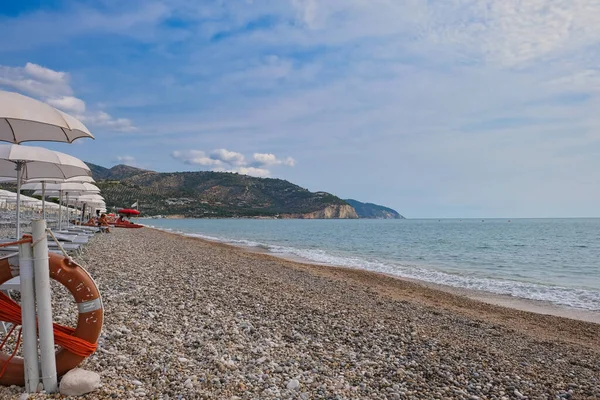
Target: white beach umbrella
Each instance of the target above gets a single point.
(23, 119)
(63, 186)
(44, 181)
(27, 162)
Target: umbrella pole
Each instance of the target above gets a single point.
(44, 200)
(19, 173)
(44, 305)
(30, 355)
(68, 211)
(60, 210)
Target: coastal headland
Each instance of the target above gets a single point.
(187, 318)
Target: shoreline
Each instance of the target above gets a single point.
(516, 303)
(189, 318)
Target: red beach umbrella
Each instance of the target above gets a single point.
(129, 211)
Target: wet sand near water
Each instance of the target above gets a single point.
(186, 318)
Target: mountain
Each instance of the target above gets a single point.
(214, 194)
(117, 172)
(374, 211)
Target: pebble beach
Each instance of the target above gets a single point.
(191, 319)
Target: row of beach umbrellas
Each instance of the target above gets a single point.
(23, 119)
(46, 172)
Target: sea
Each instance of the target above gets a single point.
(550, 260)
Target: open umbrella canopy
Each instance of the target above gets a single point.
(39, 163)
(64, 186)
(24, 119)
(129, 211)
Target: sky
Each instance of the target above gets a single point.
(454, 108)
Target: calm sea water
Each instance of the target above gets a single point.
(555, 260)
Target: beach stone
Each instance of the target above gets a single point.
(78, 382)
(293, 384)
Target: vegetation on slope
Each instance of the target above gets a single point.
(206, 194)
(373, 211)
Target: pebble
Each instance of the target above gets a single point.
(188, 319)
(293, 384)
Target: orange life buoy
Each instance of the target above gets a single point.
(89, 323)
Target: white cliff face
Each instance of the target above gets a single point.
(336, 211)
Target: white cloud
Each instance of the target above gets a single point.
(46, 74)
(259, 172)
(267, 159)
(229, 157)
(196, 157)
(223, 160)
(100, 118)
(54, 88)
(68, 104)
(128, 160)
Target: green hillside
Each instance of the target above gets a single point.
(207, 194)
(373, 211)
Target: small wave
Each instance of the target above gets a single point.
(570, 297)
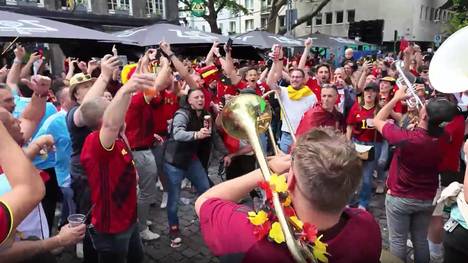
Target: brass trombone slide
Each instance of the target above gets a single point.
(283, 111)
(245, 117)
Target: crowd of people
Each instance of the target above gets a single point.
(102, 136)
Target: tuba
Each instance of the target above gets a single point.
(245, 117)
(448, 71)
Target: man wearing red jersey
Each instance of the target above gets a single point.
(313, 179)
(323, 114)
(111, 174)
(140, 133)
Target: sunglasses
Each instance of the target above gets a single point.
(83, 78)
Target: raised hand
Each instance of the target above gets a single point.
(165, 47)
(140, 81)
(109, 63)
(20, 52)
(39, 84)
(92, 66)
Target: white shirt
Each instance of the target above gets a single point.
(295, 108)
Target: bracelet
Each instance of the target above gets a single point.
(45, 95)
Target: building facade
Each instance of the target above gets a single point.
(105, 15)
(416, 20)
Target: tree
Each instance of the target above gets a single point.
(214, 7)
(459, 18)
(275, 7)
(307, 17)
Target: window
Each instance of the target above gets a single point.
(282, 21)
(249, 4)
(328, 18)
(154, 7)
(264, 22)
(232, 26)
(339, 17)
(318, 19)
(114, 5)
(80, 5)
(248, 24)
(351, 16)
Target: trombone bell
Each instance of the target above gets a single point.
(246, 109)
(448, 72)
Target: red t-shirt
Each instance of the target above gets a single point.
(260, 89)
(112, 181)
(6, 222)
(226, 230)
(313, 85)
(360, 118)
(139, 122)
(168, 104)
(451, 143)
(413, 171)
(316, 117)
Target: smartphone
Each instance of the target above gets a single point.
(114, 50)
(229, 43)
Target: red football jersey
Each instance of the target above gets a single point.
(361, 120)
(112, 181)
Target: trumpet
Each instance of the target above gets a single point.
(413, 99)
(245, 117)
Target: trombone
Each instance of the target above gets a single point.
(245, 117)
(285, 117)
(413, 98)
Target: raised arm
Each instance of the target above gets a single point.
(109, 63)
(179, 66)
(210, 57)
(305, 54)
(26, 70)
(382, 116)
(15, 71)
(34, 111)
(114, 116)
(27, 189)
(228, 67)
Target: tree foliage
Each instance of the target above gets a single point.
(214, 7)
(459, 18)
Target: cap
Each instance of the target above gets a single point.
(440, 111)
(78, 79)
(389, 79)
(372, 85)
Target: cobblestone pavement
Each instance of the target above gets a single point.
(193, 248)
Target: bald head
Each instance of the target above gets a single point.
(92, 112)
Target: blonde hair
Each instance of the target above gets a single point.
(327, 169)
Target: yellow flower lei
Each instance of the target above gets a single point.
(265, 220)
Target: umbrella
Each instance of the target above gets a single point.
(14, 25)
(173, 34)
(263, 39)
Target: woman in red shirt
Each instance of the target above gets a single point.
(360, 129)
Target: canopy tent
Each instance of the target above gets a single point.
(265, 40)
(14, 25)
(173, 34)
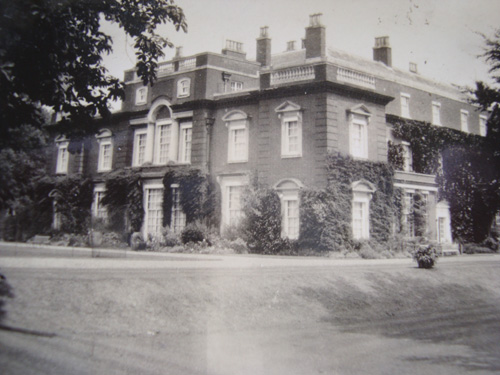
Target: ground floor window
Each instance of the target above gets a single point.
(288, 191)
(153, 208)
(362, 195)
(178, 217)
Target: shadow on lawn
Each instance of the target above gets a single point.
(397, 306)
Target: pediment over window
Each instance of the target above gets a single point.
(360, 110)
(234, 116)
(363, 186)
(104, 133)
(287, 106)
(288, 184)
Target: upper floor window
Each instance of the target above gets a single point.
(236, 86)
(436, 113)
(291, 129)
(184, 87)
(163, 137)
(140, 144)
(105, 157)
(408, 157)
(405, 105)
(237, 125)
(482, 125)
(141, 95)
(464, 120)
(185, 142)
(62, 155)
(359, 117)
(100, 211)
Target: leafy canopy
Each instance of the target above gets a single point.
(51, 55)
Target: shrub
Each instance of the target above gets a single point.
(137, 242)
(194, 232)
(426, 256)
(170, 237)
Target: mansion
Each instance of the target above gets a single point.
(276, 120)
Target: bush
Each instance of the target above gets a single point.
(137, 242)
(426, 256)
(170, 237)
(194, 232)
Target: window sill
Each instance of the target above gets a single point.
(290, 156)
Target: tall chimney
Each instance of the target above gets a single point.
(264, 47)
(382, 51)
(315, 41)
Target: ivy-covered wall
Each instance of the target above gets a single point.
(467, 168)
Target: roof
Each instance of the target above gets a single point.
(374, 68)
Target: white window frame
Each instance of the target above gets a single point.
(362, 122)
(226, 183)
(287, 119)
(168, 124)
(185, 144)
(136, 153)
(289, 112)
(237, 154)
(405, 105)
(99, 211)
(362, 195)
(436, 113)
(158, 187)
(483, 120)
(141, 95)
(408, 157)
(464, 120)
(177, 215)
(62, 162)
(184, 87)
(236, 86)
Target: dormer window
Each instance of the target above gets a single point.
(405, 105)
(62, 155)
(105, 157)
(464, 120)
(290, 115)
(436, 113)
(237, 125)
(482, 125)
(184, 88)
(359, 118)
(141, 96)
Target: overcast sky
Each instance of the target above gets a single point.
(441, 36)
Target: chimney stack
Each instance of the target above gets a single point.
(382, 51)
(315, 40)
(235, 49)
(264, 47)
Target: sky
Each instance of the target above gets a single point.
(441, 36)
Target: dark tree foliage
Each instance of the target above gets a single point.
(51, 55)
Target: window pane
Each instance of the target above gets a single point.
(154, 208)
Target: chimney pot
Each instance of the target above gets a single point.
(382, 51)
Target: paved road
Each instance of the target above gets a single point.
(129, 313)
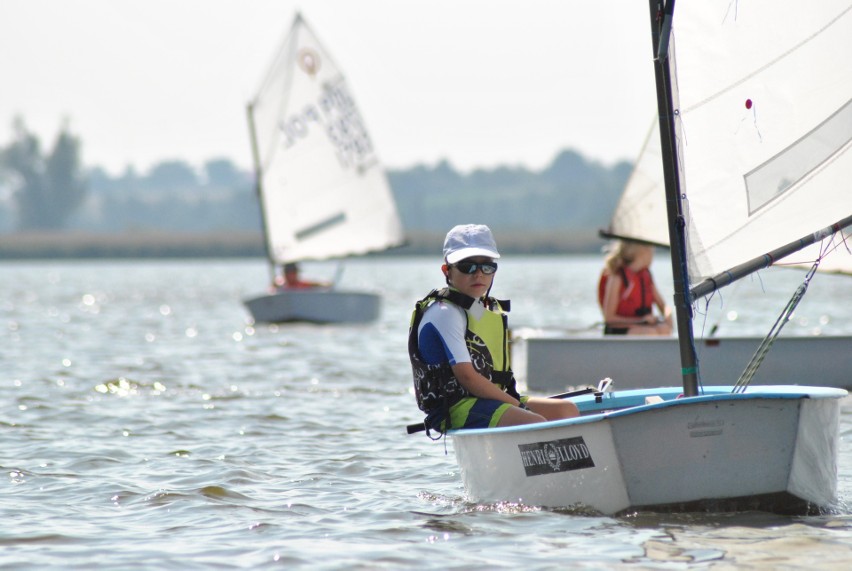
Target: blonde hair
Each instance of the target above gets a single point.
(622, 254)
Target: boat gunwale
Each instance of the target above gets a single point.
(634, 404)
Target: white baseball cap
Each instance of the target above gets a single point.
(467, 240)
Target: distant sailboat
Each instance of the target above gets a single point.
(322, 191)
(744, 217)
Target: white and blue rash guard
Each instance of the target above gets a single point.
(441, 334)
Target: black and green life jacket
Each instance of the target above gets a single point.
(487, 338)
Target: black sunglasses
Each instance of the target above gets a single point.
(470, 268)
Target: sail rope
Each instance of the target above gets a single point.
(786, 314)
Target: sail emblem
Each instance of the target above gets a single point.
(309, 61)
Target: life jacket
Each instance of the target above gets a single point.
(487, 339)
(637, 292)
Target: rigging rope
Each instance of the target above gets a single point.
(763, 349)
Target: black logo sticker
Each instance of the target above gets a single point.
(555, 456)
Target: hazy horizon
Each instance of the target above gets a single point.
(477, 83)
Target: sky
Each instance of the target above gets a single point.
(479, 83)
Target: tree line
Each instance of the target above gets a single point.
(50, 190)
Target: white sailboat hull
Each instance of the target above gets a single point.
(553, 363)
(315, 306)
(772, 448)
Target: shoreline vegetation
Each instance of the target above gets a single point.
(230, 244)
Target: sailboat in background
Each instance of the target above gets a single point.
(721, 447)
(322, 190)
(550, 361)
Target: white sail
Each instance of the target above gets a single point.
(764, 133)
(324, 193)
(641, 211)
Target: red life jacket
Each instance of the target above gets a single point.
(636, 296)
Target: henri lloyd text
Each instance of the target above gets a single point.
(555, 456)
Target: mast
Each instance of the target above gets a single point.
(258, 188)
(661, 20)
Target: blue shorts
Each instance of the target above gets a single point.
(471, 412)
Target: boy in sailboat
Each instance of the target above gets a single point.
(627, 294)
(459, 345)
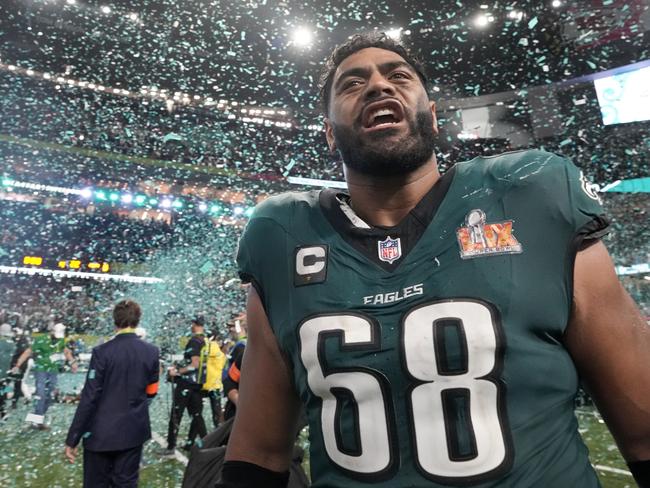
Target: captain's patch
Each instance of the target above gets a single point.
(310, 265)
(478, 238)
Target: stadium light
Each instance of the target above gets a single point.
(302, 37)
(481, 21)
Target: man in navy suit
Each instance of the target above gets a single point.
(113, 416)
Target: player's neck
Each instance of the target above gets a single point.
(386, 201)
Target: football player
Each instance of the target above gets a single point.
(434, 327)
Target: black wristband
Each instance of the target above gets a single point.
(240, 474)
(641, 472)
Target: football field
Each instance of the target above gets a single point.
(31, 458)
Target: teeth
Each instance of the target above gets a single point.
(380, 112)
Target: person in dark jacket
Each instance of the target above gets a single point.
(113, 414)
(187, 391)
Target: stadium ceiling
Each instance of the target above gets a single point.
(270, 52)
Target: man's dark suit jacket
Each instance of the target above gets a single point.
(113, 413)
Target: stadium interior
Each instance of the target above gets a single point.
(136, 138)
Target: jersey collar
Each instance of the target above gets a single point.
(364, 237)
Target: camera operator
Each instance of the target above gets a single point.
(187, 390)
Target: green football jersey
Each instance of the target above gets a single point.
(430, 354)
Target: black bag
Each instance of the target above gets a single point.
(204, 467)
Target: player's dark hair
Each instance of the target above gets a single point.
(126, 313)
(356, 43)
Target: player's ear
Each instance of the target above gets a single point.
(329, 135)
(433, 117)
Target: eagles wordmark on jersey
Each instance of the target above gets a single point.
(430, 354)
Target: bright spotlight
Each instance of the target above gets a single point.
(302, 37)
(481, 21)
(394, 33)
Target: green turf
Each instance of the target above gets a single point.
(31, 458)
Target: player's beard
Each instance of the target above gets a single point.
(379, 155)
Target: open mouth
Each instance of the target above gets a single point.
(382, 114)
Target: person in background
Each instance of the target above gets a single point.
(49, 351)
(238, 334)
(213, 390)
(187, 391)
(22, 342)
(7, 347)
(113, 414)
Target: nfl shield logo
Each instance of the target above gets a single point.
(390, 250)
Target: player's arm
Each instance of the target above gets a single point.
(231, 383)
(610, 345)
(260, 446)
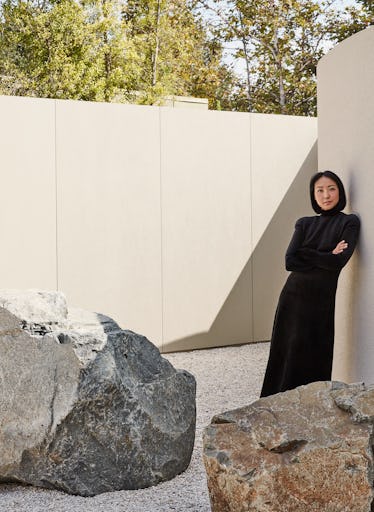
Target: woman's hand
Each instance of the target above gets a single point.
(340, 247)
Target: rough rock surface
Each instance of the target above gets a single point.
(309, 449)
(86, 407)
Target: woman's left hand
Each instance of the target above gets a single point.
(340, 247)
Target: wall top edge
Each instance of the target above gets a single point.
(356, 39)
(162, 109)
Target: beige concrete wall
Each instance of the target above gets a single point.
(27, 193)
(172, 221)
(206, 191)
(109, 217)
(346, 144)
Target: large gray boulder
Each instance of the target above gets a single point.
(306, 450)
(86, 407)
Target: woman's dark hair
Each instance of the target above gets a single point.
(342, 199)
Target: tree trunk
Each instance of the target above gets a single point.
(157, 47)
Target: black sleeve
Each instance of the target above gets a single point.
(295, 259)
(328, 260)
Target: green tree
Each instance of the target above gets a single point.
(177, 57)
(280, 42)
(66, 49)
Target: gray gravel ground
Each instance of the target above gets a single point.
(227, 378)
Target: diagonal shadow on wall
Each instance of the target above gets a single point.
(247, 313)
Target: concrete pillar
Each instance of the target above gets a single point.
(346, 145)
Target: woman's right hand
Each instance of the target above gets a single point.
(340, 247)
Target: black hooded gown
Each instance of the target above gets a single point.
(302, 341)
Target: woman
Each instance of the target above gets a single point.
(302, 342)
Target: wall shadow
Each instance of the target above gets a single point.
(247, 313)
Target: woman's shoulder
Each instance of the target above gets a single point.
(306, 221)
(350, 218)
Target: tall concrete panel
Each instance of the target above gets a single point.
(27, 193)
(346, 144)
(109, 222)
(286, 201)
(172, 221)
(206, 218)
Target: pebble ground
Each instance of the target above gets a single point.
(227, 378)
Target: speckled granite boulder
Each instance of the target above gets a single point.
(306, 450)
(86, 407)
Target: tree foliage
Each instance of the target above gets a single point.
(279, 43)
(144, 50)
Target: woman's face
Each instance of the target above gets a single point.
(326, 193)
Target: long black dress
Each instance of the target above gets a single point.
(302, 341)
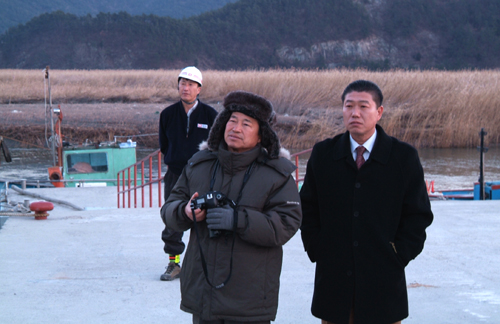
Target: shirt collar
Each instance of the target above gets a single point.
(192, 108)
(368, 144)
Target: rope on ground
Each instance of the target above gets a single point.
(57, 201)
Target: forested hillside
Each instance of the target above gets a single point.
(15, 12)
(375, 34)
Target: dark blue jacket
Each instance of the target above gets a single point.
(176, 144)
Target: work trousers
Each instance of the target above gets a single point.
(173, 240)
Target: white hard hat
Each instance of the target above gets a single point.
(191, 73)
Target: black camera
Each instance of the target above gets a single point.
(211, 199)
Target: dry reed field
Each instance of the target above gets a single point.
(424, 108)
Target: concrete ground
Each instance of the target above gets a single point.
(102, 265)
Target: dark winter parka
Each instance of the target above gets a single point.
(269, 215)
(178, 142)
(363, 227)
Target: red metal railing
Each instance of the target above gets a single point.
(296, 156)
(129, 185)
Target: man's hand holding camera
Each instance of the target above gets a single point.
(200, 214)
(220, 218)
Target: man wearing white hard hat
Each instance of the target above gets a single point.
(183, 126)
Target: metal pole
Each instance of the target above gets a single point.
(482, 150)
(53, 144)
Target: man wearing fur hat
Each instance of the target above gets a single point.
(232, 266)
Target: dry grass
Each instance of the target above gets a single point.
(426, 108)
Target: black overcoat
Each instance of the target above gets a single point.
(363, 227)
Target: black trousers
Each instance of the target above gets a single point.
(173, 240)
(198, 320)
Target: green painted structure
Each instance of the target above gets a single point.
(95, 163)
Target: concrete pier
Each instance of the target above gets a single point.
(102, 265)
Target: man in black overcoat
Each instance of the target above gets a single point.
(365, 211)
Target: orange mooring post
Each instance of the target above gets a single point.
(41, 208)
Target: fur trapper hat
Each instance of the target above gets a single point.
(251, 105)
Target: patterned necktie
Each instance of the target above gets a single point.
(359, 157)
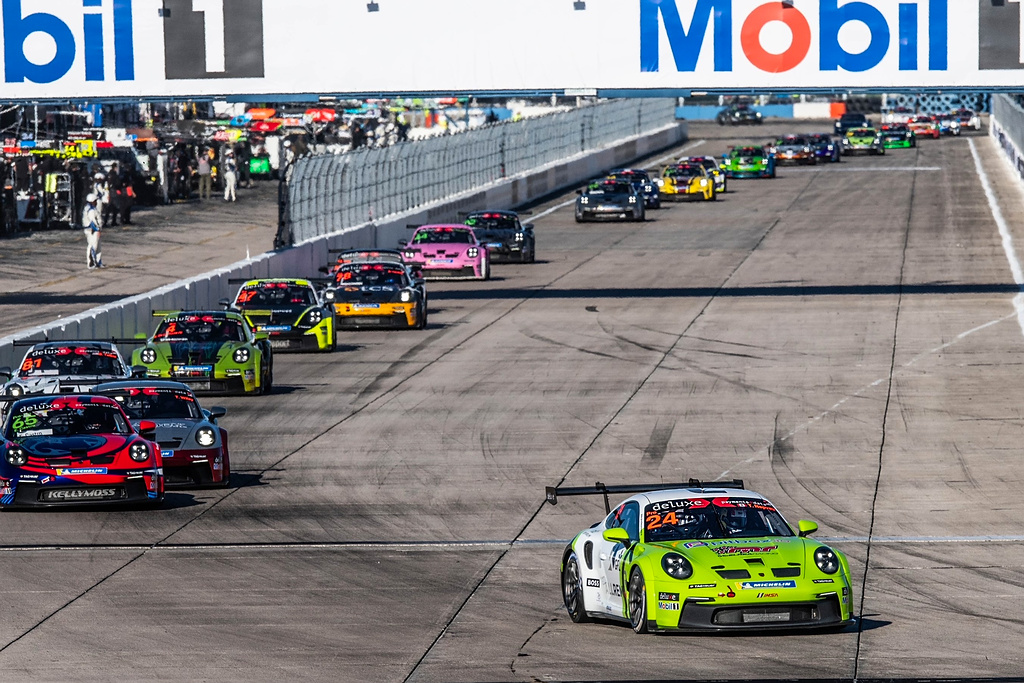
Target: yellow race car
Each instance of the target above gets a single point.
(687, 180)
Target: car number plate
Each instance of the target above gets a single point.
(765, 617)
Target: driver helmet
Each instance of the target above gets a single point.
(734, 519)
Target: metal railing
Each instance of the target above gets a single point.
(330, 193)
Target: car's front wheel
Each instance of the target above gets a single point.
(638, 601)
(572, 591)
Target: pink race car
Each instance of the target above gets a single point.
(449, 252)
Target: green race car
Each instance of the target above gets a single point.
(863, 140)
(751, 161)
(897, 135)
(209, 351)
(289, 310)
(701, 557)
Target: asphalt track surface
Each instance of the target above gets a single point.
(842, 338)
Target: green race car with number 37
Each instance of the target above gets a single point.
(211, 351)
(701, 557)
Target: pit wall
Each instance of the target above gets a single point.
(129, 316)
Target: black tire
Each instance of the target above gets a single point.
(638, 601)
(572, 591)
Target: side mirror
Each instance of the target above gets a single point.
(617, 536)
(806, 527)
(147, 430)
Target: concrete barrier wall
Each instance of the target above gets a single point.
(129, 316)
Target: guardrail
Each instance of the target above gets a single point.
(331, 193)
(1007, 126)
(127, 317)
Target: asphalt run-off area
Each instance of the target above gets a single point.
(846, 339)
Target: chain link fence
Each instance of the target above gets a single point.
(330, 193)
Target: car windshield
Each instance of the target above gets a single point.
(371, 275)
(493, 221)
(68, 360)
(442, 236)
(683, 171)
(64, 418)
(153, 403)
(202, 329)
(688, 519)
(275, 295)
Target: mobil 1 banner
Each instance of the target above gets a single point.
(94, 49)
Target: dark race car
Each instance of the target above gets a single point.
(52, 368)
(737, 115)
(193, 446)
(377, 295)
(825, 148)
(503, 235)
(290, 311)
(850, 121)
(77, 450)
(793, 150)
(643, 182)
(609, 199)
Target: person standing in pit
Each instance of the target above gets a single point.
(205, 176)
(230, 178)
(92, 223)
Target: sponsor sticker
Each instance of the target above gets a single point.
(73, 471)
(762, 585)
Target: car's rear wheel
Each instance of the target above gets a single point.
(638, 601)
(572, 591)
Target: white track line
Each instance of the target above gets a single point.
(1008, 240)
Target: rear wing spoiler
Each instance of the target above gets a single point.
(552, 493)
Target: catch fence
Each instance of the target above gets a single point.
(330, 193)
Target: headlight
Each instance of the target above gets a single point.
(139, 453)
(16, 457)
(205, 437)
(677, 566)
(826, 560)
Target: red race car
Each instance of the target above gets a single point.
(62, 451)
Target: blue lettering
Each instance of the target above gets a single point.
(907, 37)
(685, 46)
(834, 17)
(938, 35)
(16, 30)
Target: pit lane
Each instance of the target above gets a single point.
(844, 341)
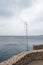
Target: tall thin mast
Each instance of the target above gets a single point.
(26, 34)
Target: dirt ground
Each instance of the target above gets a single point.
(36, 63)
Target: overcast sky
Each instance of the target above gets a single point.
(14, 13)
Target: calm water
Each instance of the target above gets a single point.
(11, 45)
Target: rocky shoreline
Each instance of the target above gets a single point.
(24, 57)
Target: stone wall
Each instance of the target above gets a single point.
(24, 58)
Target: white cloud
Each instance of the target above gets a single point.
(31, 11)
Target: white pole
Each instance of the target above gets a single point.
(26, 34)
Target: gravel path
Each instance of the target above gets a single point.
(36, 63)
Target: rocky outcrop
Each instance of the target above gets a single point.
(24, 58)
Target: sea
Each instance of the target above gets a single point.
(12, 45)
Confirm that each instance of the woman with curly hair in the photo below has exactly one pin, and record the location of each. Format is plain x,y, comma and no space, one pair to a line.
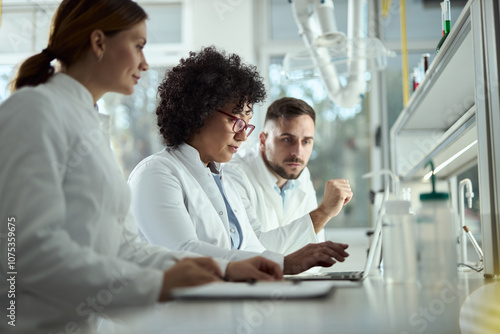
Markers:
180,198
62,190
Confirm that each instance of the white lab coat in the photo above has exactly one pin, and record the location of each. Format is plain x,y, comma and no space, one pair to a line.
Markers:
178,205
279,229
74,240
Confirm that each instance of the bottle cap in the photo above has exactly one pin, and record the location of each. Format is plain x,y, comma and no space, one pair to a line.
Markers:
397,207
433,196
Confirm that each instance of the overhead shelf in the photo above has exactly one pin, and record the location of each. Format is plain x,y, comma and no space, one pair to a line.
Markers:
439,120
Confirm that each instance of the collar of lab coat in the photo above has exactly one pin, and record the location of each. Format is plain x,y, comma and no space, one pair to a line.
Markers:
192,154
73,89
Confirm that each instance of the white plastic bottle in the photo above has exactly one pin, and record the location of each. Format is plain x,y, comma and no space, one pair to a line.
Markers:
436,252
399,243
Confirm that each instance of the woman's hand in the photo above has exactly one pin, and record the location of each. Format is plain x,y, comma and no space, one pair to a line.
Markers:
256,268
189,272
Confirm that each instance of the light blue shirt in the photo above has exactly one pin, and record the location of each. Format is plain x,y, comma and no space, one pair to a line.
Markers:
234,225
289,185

■ Your instructions
Beginning at the line that holds "Confirm that each instance of the overhead", reproduce each line of the records above down to and including the last one.

■ Result for this exercise
Confirm that each instance of the overhead shelf in the photo above has exactly one pin, and record the location of each. Format is plain x,y, comma and no space, one pair to a line.
Markers:
439,120
Confirm that each instance of the collar of lab coat in the photo above has exactly one pin, and record the location of each. Format is plain x,y, comma and no space, one pair to a line.
Markers:
192,154
73,89
Confirm that each instance of the white plastic bottle in the photo above has exactly one pin, and record the location of each. Format is plain x,y, comma and no space, one pair to a line.
Markers:
436,252
399,243
Confirm that each instance of the woman's hand in the photo above has exactly one pin, and record the location of each. Format is plain x,y, comma and no space, one pair to a line.
Markers:
256,268
189,272
Confirm that each instance of the light blue shirt in the photo above has exactly one pin, and record the location of each. Format is plain x,y, comma and no space, one pair to a line.
Markers:
234,225
289,185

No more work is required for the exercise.